[[ DATA PROVIDED, beginning ]]
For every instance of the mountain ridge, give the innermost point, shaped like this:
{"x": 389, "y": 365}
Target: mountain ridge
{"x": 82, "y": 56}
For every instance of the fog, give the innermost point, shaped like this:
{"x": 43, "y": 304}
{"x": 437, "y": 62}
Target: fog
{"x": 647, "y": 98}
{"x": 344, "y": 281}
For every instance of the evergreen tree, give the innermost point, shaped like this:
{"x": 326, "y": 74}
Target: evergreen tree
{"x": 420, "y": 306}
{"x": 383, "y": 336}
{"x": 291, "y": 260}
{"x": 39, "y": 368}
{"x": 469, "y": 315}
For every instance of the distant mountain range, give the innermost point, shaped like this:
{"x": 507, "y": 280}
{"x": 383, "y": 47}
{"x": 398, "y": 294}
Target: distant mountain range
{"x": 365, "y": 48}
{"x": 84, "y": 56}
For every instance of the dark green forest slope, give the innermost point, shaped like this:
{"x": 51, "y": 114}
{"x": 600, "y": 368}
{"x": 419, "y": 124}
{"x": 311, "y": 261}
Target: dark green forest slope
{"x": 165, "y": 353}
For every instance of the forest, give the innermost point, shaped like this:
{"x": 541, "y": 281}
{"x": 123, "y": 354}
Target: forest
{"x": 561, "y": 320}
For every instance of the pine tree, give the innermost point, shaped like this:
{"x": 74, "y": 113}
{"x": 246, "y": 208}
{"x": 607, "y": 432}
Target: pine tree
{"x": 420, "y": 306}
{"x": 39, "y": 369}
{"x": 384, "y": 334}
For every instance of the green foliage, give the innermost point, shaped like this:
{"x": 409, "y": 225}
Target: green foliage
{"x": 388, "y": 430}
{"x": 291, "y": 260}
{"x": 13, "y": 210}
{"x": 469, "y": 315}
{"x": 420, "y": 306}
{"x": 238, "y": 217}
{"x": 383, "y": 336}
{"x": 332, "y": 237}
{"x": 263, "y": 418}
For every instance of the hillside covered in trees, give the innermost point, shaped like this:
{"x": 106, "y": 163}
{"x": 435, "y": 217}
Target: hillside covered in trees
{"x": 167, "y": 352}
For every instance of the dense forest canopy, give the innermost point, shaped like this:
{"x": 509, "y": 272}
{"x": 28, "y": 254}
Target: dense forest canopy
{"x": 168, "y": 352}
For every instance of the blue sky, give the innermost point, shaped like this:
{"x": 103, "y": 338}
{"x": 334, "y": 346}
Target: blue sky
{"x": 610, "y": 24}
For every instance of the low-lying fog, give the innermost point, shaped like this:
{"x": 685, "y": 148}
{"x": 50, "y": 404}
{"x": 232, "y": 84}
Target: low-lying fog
[[ DATA PROVIDED, end ]]
TASK BRIEF
Please copy out the data above exactly.

EXPECTED ANSWER
For every instance of the mountain ridge, give the innermost point, shaped like this:
{"x": 389, "y": 365}
Target: mountain ridge
{"x": 82, "y": 56}
For every instance of the fog, give the innermost point, shaped like this:
{"x": 43, "y": 304}
{"x": 437, "y": 62}
Target: fog
{"x": 647, "y": 98}
{"x": 344, "y": 281}
For every instance of the evergreen tree, give the innermost point, shaped like this:
{"x": 326, "y": 74}
Target: evergreen tree
{"x": 420, "y": 306}
{"x": 383, "y": 336}
{"x": 291, "y": 260}
{"x": 39, "y": 368}
{"x": 469, "y": 315}
For every instance of the distant mountain range, give the innermost point, shaped like this:
{"x": 507, "y": 280}
{"x": 383, "y": 47}
{"x": 398, "y": 294}
Target: distant mountain range
{"x": 365, "y": 48}
{"x": 84, "y": 56}
For every instance of the dark green forest slope, give the innermost point, shaped like this:
{"x": 51, "y": 114}
{"x": 600, "y": 368}
{"x": 419, "y": 124}
{"x": 311, "y": 261}
Target: dark green forest slope
{"x": 165, "y": 353}
For every instance of the forest, give the innermost point, shaped like this:
{"x": 541, "y": 281}
{"x": 123, "y": 354}
Target: forest
{"x": 561, "y": 320}
For every instance of the pine tree, give the innermost point, shaped like this:
{"x": 74, "y": 113}
{"x": 246, "y": 208}
{"x": 607, "y": 432}
Target: pine tree
{"x": 420, "y": 306}
{"x": 39, "y": 369}
{"x": 384, "y": 334}
For every instance of the green foliage, give the innermost point, shaped like this:
{"x": 409, "y": 225}
Target: green foliage
{"x": 388, "y": 430}
{"x": 291, "y": 260}
{"x": 13, "y": 210}
{"x": 469, "y": 315}
{"x": 420, "y": 306}
{"x": 238, "y": 217}
{"x": 383, "y": 336}
{"x": 332, "y": 237}
{"x": 263, "y": 418}
For every instance of the hillside covered in trees, give the innermost point, shaped like this:
{"x": 106, "y": 163}
{"x": 435, "y": 217}
Target: hillside covered in trees
{"x": 167, "y": 352}
For every instance of the dense forest canopy, give the innermost point, shaped like this:
{"x": 509, "y": 272}
{"x": 28, "y": 254}
Target: dense forest canopy
{"x": 168, "y": 352}
For every instance of the blue sky, give the innermost point, shaped like this:
{"x": 103, "y": 338}
{"x": 334, "y": 346}
Target: blue sky
{"x": 610, "y": 24}
For every instance of the low-lying fog, give the innermost point, shaped like this:
{"x": 685, "y": 148}
{"x": 50, "y": 404}
{"x": 232, "y": 84}
Target: low-lying fog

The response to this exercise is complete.